Suas tarefas =>
- 1) Edite o trecho da fonte começando em "Necessitamos de uma" e terminando em "a revolução inconsciente.", pondo "transformação" no lugar de "revolução".
- 2) Segundo a fonte, o descobrimento do que é verdadeiro não se efetua por meio de quê?

Fonte =>
::::::::::
Necessitamos de uma solução inteiramente diferente, de uma revolução diferente — de natureza psicológica, interior, fundamental. Isso, parece-me, só será possível quando souberem escutar não só a mim, mas a todas as coisas: a conversação que se trava ao redor de vocês, o diálogo que tem com a esposa, o marido, os filhos, o patrão, as conversas no trem, no ônibus, as falas do mendigo, a melodia de uma canção, o canto dos pássaros, o marulho das ondas. Se souberem escutar sem interpretação, sem tradução, haverá então a possibilidade de se realizar a revolução inconsciente. 

Acho que o que se faz mais necessário, nos dias atuais, é esta revolução — e não uma série de líderes, não um determinado sistema político. Porque todos os líderes falharam completamente; porque os sistemas que eles advogam, ou que criaram, são o produto da mente condicionada e seus resultados serão sempre condicionados — de modo que nunca mais sairemos da rede de problemas em que nos vemos embaraçados. Esse caminho não conduza à felicidade humana, à ação humana criadora, ao descobrimento do que é verdadeiro. 

O descobrimento do que é verdadeiro não se efetua por meio de esforço consciente. Se compreendermos isso verdadeiramente[...] chegaremos ao estado em que a mente reconhecerá a sua incapacidade de atender aos nossos problemas. Então talvez nos seja oferecida a possibilidade de descobrirmos uma nova fonte de ação, uma fonte diferente, cujo descobrimento nos habilitará a encontrar uma nova maneira de pensar, de sentir de viver, de existir.
::::::::::
Dados registrados =>

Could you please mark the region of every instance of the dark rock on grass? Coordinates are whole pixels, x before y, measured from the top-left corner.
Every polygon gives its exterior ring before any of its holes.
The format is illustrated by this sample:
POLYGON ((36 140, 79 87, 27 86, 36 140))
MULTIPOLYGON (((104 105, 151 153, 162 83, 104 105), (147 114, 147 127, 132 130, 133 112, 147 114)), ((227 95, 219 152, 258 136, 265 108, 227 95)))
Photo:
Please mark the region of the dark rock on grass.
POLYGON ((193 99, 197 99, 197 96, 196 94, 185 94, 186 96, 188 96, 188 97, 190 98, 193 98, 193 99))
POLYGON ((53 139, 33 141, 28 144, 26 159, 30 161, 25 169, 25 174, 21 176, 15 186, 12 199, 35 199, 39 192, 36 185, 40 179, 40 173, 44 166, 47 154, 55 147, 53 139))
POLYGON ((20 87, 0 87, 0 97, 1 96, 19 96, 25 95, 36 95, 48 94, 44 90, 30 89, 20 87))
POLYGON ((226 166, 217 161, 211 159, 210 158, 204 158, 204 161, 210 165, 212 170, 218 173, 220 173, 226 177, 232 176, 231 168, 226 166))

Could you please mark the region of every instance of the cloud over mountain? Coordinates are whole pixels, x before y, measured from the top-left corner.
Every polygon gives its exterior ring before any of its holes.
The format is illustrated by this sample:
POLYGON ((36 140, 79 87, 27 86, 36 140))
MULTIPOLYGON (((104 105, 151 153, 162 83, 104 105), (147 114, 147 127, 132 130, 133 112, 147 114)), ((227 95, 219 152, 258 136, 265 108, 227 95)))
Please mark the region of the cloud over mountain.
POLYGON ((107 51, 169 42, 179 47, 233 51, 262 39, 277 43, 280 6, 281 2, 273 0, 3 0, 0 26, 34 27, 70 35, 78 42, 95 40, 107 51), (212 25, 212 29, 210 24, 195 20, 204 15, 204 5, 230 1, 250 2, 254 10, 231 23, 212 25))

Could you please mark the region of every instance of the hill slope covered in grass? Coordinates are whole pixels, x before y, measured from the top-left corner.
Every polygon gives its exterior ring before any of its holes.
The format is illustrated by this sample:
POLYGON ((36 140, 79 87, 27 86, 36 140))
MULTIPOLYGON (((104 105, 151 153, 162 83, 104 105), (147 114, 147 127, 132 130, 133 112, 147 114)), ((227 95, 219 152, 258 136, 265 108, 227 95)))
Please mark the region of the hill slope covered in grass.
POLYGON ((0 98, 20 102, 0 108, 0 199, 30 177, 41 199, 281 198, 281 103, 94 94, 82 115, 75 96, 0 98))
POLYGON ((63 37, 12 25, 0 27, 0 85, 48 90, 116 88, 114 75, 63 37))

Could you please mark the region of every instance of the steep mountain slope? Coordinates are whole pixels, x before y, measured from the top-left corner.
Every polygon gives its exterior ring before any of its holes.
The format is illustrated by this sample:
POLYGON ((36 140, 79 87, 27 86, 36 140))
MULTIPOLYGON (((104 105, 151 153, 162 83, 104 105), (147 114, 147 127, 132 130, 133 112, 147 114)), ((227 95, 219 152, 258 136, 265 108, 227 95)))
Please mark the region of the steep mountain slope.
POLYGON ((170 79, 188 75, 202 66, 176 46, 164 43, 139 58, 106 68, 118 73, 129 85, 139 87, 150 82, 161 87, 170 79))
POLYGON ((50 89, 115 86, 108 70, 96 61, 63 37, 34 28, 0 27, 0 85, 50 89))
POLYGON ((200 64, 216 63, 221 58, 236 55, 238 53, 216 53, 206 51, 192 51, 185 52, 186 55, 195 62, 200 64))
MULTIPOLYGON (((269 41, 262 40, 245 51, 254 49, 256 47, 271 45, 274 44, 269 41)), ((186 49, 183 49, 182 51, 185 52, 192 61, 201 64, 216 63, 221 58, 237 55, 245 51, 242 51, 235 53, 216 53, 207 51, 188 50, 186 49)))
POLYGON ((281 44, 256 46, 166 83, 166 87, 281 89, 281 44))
::::::::::
Gabarito =>
- 1)
Necessitamos de uma solução inteiramente diferente, de uma transformação diferente — de natureza psicológica, interior, fundamental. Isso, parece-me, só será possível quando souberem escutar não só a mim, mas a todas as coisas: a conversação que se trava ao redor de vocês, o diálogo que tem com a esposa, o marido, os filhos, o patrão, as conversas no trem, no ônibus, as falas do mendigo, a melodia de uma canção, o canto dos pássaros, o marulho das ondas. Se souberem escutar sem interpretação, sem tradução, haverá então a possibilidade de se realizar a transformação inconsciente.

- 2) De esforço consciente.